## Lines taken from a collection

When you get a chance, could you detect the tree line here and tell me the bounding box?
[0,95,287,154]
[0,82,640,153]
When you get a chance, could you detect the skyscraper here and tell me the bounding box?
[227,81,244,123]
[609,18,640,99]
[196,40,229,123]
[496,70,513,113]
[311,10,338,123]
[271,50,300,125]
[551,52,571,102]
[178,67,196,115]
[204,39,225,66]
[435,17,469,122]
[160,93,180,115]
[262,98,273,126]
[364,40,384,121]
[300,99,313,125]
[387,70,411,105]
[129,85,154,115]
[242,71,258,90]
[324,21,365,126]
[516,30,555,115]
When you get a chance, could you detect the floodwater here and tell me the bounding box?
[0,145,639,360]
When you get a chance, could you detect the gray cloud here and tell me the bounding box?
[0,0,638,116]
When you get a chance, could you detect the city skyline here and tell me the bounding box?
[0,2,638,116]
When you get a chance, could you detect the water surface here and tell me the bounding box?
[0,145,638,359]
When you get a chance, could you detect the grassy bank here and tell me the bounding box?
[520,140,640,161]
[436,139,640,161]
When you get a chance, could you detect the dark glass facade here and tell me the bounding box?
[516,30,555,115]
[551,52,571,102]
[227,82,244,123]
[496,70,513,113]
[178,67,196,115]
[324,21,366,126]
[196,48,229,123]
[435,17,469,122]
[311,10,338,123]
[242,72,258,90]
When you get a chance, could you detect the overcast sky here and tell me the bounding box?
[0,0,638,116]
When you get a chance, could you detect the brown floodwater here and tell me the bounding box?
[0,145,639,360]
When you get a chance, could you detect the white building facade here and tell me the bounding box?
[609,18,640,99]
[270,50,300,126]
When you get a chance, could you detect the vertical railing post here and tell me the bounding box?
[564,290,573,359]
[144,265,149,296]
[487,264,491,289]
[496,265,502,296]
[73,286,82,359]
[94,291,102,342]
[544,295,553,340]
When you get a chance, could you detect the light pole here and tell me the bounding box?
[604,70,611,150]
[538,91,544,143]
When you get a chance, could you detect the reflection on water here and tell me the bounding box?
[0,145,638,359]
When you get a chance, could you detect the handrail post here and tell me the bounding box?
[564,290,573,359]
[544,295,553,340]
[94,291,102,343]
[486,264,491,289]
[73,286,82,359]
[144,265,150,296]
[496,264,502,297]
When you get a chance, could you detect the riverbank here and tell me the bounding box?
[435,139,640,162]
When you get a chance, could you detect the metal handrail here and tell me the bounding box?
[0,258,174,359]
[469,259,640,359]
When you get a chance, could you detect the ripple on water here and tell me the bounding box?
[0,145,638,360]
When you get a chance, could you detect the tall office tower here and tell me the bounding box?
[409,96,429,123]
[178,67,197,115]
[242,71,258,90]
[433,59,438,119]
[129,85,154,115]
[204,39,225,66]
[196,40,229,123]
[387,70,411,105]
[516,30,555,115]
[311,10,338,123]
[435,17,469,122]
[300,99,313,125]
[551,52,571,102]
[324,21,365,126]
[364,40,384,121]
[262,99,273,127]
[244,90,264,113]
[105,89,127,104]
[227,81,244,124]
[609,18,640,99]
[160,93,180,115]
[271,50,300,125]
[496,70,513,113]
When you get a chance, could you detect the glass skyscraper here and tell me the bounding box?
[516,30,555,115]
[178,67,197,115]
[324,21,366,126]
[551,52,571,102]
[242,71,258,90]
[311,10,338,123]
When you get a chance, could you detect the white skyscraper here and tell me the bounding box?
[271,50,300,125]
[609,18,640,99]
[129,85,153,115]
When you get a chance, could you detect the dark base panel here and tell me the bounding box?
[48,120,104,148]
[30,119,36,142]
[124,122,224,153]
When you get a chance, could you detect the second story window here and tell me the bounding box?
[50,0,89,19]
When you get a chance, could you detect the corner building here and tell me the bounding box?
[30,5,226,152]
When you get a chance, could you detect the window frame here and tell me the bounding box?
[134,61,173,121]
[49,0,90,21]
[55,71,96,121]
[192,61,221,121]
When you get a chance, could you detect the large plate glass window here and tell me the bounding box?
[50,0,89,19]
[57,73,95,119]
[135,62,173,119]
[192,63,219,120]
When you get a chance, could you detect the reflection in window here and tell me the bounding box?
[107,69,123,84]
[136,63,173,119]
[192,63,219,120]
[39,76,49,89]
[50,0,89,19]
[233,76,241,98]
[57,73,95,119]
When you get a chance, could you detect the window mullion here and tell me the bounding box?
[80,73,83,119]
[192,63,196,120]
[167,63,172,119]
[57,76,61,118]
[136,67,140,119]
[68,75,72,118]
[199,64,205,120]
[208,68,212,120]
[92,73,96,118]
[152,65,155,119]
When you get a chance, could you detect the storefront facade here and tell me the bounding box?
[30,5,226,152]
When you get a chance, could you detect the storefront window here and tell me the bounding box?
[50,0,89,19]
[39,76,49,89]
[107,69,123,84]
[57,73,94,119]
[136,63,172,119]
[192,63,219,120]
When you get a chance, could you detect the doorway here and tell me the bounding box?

## PROBLEM DESCRIPTION
Rewrite the lines from the one with "When you get a chance, could you detect the riverbank" up to and including the one with "[129,85,153,115]", swapping "skyscraper" for "high-rise" and leaving everything else as it is.

## WRITTEN ANSWER
When you get a chance, could you detect the riverbank here and tell me the bounding box?
[435,139,640,162]
When you get a chance, could you detect the metal handrail here and tell me the bounding box?
[0,258,174,359]
[469,259,640,359]
When you get a chance, could you detect the ripple on water here and tell me the bounding box?
[0,145,638,360]
When you get a chance, could you detect the tall office tower here and tell me the bounding box?
[409,96,429,123]
[178,67,197,115]
[242,71,258,90]
[433,59,438,119]
[129,85,154,115]
[204,39,225,66]
[196,40,229,123]
[387,70,411,105]
[516,30,555,115]
[311,10,338,123]
[435,17,469,122]
[300,99,313,125]
[551,52,571,102]
[324,21,365,126]
[364,40,384,121]
[262,99,273,127]
[244,90,264,113]
[105,89,127,104]
[227,81,244,124]
[609,18,640,99]
[160,93,180,115]
[271,50,300,125]
[496,70,513,113]
When you get a chance, could you detect the glass high-rise here and tell me the bounding box?
[516,30,555,115]
[178,67,197,115]
[324,21,366,126]
[551,52,571,102]
[242,71,258,90]
[311,10,338,123]
When you get a chance, could you detect the white high-rise here and tell me the bounding box?
[271,50,300,125]
[609,18,640,99]
[129,85,153,115]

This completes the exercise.